── Extracted data

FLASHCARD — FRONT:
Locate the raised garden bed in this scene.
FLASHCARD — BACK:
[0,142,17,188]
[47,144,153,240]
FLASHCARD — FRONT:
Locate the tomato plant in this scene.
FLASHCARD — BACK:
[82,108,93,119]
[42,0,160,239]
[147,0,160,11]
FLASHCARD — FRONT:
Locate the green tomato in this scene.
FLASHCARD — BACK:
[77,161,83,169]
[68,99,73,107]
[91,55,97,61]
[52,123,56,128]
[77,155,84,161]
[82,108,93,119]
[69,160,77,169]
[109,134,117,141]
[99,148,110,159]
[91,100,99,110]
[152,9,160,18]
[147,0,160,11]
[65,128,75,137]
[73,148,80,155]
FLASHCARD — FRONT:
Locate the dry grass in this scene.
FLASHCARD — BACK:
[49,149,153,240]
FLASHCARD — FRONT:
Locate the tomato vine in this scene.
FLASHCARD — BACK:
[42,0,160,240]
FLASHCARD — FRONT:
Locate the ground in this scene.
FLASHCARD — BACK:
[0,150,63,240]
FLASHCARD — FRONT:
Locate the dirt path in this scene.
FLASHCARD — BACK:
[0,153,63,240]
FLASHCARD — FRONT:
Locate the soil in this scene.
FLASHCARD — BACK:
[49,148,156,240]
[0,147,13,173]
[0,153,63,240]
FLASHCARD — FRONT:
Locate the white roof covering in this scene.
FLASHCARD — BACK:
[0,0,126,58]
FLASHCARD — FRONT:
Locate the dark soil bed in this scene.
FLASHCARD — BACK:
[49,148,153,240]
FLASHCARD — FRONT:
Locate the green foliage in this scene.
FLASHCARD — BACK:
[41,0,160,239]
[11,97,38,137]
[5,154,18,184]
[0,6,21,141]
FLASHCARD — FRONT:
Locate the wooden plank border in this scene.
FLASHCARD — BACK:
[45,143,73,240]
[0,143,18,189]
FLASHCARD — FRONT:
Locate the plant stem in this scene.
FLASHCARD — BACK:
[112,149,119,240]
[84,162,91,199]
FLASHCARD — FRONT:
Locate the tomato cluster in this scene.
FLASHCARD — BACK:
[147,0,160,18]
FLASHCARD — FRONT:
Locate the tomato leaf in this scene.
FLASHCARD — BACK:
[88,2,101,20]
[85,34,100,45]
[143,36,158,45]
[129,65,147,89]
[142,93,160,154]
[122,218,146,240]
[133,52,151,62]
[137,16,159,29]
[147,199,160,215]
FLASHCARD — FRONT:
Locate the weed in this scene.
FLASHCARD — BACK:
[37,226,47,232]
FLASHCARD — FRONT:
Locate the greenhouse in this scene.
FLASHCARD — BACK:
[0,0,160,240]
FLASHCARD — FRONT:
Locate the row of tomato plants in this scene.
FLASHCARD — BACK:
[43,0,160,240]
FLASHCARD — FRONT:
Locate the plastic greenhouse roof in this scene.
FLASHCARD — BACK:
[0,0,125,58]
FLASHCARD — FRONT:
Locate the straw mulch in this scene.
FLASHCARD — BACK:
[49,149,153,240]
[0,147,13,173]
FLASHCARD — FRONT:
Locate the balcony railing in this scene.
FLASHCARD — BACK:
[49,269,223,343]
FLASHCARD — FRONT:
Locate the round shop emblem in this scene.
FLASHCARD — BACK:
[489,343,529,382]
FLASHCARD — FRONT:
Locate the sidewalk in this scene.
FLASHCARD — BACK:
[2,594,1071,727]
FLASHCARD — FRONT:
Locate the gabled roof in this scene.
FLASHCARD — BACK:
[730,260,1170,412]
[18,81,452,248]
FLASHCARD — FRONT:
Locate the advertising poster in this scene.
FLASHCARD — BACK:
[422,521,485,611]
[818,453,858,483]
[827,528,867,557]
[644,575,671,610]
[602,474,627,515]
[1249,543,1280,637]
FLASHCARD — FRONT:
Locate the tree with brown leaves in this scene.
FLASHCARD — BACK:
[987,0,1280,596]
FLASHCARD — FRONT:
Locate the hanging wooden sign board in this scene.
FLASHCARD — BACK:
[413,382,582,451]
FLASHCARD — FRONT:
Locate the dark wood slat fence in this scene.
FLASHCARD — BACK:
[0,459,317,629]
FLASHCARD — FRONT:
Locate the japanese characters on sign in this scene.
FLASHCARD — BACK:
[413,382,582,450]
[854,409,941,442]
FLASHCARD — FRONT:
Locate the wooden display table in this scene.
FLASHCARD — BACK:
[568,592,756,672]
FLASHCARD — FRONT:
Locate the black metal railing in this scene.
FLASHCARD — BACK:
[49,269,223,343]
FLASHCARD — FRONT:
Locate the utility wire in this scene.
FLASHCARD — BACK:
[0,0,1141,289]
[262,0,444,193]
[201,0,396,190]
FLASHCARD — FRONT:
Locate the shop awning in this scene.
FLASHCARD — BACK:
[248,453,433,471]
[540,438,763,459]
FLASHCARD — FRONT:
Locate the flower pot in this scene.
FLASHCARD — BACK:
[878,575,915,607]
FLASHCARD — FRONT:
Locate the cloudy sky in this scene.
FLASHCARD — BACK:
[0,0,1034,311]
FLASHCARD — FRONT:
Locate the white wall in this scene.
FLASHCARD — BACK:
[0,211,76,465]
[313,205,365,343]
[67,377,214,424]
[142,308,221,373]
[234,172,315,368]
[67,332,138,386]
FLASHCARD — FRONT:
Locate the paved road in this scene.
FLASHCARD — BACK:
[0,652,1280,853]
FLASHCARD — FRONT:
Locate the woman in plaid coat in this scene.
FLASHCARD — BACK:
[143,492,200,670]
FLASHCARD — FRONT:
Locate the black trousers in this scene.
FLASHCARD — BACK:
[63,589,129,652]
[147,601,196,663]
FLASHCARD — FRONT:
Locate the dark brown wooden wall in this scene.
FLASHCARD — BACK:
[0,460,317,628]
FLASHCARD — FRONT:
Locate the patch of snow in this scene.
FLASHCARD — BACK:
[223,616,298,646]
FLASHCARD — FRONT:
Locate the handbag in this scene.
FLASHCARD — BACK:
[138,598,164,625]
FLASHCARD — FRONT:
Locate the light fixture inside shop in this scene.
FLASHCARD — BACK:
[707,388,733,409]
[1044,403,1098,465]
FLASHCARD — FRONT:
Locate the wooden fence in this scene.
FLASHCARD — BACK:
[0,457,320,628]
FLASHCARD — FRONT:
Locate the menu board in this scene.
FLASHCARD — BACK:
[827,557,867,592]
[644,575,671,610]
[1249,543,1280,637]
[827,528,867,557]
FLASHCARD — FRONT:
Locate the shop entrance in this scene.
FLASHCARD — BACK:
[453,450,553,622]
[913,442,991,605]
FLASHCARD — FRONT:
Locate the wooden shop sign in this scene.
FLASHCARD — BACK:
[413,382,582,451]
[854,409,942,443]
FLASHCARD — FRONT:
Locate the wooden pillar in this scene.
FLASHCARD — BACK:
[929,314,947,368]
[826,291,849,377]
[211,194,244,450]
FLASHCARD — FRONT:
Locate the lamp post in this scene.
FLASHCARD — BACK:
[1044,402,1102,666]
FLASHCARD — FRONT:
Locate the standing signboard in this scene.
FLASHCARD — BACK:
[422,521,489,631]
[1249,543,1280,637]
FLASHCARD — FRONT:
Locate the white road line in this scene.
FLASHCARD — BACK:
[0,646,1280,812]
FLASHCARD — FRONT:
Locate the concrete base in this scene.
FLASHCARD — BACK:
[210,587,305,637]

────

Repeat all the rows above word for word.

Task output:
FLASHCARD — FRONT:
Locate the raised garden bed in this scene.
FLASHCARD — BACK:
[0,142,17,188]
[47,144,153,240]
FLASHCARD — FRONT:
Locate the tomato plant in this scene.
FLASHCARD — BACK:
[82,108,93,119]
[42,0,160,239]
[147,0,160,11]
FLASHCARD — FRONT:
Locate the green tomato in this scene.
FLASHCARD — BACK:
[77,161,83,169]
[68,99,73,107]
[91,55,97,61]
[52,123,56,128]
[77,155,84,161]
[82,108,93,119]
[69,160,77,169]
[109,134,117,141]
[99,148,110,159]
[91,100,99,110]
[152,9,160,18]
[147,0,160,11]
[65,128,75,137]
[73,148,80,155]
FLASHCARD — FRONT:
Locate the dry grass in this scene.
FLASHCARD — BACK:
[49,149,153,240]
FLASHCARD — FRONT:
Locate the tomato vine in this scene.
FLASHCARD — BACK:
[42,0,160,240]
FLASHCARD — FRONT:
Locate the ground in this scene.
FLASHCARD — BACK:
[0,150,63,240]
FLASHCARD — FRONT:
Locate the dirt path in this scene.
FLASHCARD — BACK:
[0,153,63,240]
FLASHCARD — FRONT:
Locate the soil in this scene.
FLASHCARD — BACK:
[49,148,156,240]
[0,147,13,173]
[0,153,63,240]
FLASHCARD — FRONT:
Locate the white roof covering in this scene.
FLASHCARD — BACK:
[0,0,126,58]
FLASHCARD — FRONT:
Locate the dark soil bed in this scene.
FLASHCARD — BACK:
[49,148,153,240]
FLASHCARD — FRONT:
Locate the green foliage in this scene.
FLASHCARD — BACK:
[41,0,160,239]
[11,97,38,137]
[5,154,18,184]
[0,6,21,141]
FLASHCARD — FRONT:
Locate the wooden plank border in this scene.
FLASHCARD — BACK:
[45,143,73,240]
[0,143,18,189]
FLASHCARD — FRONT:
Locate the plant stem in this scene.
FLASHCARD — BACK:
[112,149,119,240]
[84,162,91,199]
FLASHCARD — FRONT:
Locate the tomato cluster in this scene.
FLASHCARD — BACK:
[147,0,160,18]
FLASHCARD — FRONT:
Locate the tomato leaf in this scene.
FLASHCARD — BACK:
[88,2,101,20]
[85,34,100,45]
[143,36,158,45]
[129,65,147,89]
[142,93,160,154]
[122,218,146,240]
[133,52,151,62]
[137,16,159,29]
[147,199,160,215]
FLASHCARD — FRONT:
Locate the weed in this scene.
FLASHCARD — BACK:
[37,226,47,232]
FLASHCARD — FRONT:
Locate the greenhouse in this scene.
FLASHCARD — BACK:
[0,0,160,240]
FLASHCARD — FRONT:
Locate the row of tomato plants in this scene.
FLASHCARD — BACK:
[43,0,160,240]
FLASHCARD — FRONT:
Locate the plastic greenhouse roof in this scene.
FLASHCARD — BACK:
[0,0,125,58]
FLASHCARD — FRONT:
Locate the straw mulch in this scene.
FLASHCARD — BACK:
[49,149,153,240]
[0,147,13,173]
FLASHCARD — FRONT:
Locate the balcony railing in this scene.
FLASHCARD — BACK:
[49,269,223,343]
FLASHCARD — FRONT:
Locate the round shop emblem in this scene.
FLASHCARD — BACK:
[489,343,529,382]
FLASHCARD — FRONT:
Locate the sidewalk in this scene.
FLASHCARD — BACK:
[2,594,1071,727]
FLASHCARD — FRONT:
Locate the gabled roof in this scene.
FLASHCARD — BACK:
[730,260,1170,412]
[18,81,452,248]
FLASHCARD — FRONT:
Locate the advertising poster in this scene.
FLASHCARD — BACK:
[422,521,485,611]
[818,453,858,483]
[827,528,867,557]
[644,575,671,610]
[602,474,627,515]
[1249,543,1280,637]
FLASHCARD — FRONT:
Locate the tree with brown leaves in this scene.
FLASHCARD — BACK:
[987,0,1280,596]
FLASHCARD — FRONT:
Locate the hanging wooden sign board in this scene.
FLASHCARD — BACK:
[413,382,582,451]
FLASHCARD — FRONT:
Locate the dark wood slat fence in this scene.
FLASHCARD — BACK:
[0,459,317,629]
FLASHCARD — FRONT:
Locate the japanese characters on sign in this scene.
FLASHCARD — BACK:
[413,382,582,450]
[854,409,941,442]
FLASHCARD — FRONT:
Locate the wooden display table in this scene.
FLASHCARD — BACK:
[568,592,756,672]
FLASHCARD — FRONT:
Locate the black metal railing in this scene.
FLASHCARD — BACK:
[49,269,223,343]
FLASHCARD — FRONT:
Locate the utility wire in this scene.
FLASHCARD — BACK:
[0,0,1141,289]
[262,0,444,193]
[201,0,396,190]
FLASHCARD — FRONT:
Locate the shop awning in this scene.
FLASHCARD — BACK:
[248,453,433,471]
[540,438,763,459]
FLASHCARD — FRONT:
Locate the flower pot in this scene.
FLASHCARD — BACK:
[878,575,915,607]
FLASHCARD — FRONT:
Locate the cloudy sky in this scene.
FLASHCARD — BACK:
[0,0,1034,311]
FLASHCARD — FRONT:
Locate the white wall in this scene.
FLASHCARD — BACK:
[0,211,76,465]
[313,205,365,343]
[67,377,214,424]
[142,308,221,373]
[234,172,315,368]
[67,332,138,386]
FLASHCARD — FRONT:
Locate the paved road in this scene.
FLASHCARD — BACK:
[0,652,1280,853]
FLASHCARD — FRONT:
Locate the woman in plaid coat in this scene.
FLASHCARD — BACK:
[143,492,200,670]
FLASHCARD — FRONT:
Locate the black trousers in this scene.
FLASHCARD — BACK:
[63,589,129,652]
[147,601,196,663]
FLASHCARD — FRONT:
Locate the dark brown wooden wall in this scene.
FLASHCARD — BACK:
[0,460,317,628]
FLASHCARD — FRONT:
Locate the patch of snow in this scene.
FLASHCARD — BACK:
[223,616,298,646]
FLASHCARD — FRONT:
Locate the handbag in this scene.
FLASHCARD — BACK:
[138,598,164,625]
FLASHCARD — FRONT:
Locate the light fixture inside shop in this scene.
FLASHCARD — BACK:
[707,388,733,409]
[1044,403,1098,465]
FLASHCARD — FRONT:
Locate the wooden fence in this scene.
FLASHCARD — BACK:
[0,457,320,628]
FLASHCARD — FRONT:
Locate the menu board in this scene.
FLASHCARD — BACK:
[827,557,867,592]
[644,575,671,610]
[1249,543,1280,637]
[827,528,867,557]
FLASHCARD — FRONT:
Locate the shop entrance in this scene.
FLASHCARD — BACK:
[453,450,553,622]
[913,442,991,605]
FLASHCARD — FRONT:
Locate the wooden shop sign in this scene.
FLASHCARD — BACK:
[413,382,582,451]
[854,409,942,443]
FLASHCARD — FRONT:
Locate the wooden pillar in this scene.
FLASHCARD — BACK:
[929,314,947,368]
[826,291,849,377]
[211,194,244,450]
FLASHCARD — FRONT:
Locate the lamp post in this scene.
FLASHCARD — BACK:
[1044,402,1102,666]
FLASHCARD — FRONT:
Locate the standing signboard in this scene.
FLASHCARD — BACK:
[422,521,489,631]
[1249,543,1280,637]
FLASHCARD — FRONT:
Locate the white road line in this scene.
FLASHCARD — BACK:
[0,646,1280,812]
FLASHCARD — FRONT:
Locate the concrete base in this scene.
FLASHCARD — BACK:
[210,587,305,637]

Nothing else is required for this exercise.